_TASK GOAL_
Reproduce the listing below word for word, keeping every line as it appears.

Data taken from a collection
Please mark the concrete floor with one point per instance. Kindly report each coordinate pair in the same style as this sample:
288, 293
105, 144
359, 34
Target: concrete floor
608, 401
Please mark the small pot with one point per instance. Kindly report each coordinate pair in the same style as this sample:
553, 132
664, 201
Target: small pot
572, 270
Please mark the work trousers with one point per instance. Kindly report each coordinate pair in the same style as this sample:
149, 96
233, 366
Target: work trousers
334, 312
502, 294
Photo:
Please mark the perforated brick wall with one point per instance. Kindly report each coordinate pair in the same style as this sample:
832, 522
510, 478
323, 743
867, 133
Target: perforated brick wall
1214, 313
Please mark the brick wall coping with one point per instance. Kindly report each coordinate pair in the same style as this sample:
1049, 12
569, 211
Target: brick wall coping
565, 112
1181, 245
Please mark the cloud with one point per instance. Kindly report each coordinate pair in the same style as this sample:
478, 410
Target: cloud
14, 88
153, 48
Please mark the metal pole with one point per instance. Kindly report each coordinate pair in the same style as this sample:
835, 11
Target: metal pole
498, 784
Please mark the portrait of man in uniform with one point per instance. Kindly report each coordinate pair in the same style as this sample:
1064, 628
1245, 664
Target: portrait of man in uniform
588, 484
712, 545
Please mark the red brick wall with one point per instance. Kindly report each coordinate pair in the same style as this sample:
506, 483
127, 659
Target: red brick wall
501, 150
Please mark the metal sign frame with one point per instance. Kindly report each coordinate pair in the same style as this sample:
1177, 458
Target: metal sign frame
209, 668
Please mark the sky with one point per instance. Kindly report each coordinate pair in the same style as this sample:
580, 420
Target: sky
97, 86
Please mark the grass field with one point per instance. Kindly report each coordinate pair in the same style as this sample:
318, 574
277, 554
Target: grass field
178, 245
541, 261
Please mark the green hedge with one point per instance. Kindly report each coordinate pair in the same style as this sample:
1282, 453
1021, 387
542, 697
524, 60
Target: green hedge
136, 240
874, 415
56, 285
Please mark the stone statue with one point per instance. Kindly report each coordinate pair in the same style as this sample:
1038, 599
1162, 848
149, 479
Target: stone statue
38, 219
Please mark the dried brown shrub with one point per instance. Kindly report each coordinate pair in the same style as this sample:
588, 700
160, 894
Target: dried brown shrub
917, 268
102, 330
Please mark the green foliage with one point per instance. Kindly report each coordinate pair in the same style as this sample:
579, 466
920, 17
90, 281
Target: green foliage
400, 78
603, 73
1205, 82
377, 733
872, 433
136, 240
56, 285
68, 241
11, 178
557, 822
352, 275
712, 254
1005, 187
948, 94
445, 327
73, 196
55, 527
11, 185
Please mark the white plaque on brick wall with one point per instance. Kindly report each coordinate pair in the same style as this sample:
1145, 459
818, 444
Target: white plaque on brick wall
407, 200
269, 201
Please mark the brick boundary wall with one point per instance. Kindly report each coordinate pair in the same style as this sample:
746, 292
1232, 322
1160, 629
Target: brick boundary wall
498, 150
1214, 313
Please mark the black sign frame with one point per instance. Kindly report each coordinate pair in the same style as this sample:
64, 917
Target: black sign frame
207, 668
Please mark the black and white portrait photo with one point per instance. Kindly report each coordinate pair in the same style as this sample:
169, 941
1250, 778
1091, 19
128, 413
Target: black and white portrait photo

_IN RESPONSE_
Please mark the concrete floor with one point per instance. Kindly report each coordinate pair in the same style as this sample:
288, 293
105, 144
359, 34
Target: concrete floor
608, 401
Please mark the small pot with one point per instance. Kindly report each coordinate pair in the same style as this sample:
553, 132
664, 201
Target: small pot
572, 270
Please mark the work trousers with one point per instance. Kindly report each coordinate pair in the same style as this sample:
149, 96
233, 366
Target: work trousers
334, 312
502, 294
Photo:
Please mark the perforated brick wall with one point per instance. Kindly report each coordinate pair in the same style as this sample:
832, 522
510, 478
323, 743
867, 133
Target: perforated brick wall
1214, 313
Please mark the brick wall coping with one point per instance. Kindly report each coordinate pair in the same style as this sample:
1049, 12
569, 211
Target: brick wall coping
565, 112
1181, 245
Please mark the cloud with one point per instance. Kindly report each coordinate pair in the same style as this sample:
478, 410
Target: cloud
14, 88
153, 48
Please mark the metal pole with one point per instance. Kindly report each coordinate pair in the same style as this sample:
835, 11
Target: metal pole
498, 784
Please mark the portrait of man in uniform with one point per instance. Kindly report each coordinate pair in the same style as this sample:
1064, 628
1245, 664
Target: portrait of man in uniform
588, 484
712, 545
Please mark the red brick wall with one point per instance. Kindly report each coordinate pair in the same style as this sample:
506, 483
127, 659
Target: red brick wall
501, 150
Please mark the metal sign frame with one point per instance. Kindly report each coordinate pair in the same style as this sample:
1177, 458
Target: metal sign frame
209, 668
Please mark the sky with one point per instance. Kindly report each coordinate pair in the same style as this sample:
580, 420
Target: sky
97, 86
Please mark the grass field with one point per instance. Kindly report each coordinate pair in the same style as this sample:
318, 574
277, 554
Target: grass field
178, 245
541, 261
Please mark the green hedge with one point per instance. Kindly report each coordinate pair in the same style as this sample:
1282, 453
1021, 387
542, 697
524, 60
Target: green hedge
136, 240
874, 415
56, 285
Please mark the stone statue with one point per instance. Kindly report each coordinate pair in the same style as this sample:
1038, 599
1162, 848
149, 479
Target: stone statue
38, 219
Please mark the dried brown shrub with one point per instance. Kindly report each coordinate pair in the same style as this sample:
588, 700
160, 894
Target: dried brown shrub
917, 268
102, 330
Please mark the green foliage with one point per instance. Kindly report each coordinate pair in the same style as this sample:
579, 466
920, 17
90, 281
Target: green foliage
400, 78
603, 73
1205, 82
377, 733
872, 433
136, 240
56, 285
68, 241
11, 178
557, 822
352, 275
712, 254
1005, 187
948, 94
445, 327
73, 196
55, 527
11, 185
Please mark the white plaque on brick wall with one point per instance. Kindly report each coordinate pair in the same style as this sample:
1145, 459
818, 444
Target: white plaque on brick wall
407, 200
269, 201
Please mark the brick boundary wall with one point per instance. Kindly report each coordinate pair in the same style as this sample:
746, 292
1232, 322
1160, 629
Target: brick boundary wall
498, 150
1214, 313
Please mark the black sign frame with one point per instance. Kindly report each coordinate pair in the same style as this sample:
64, 917
Target: black sign frame
207, 668
Please mark the black and white portrait photo with one point per instance. Kindly report each coordinate pair in the same style as this sample:
169, 941
1250, 778
1091, 19
128, 413
Target: black and white portrait photo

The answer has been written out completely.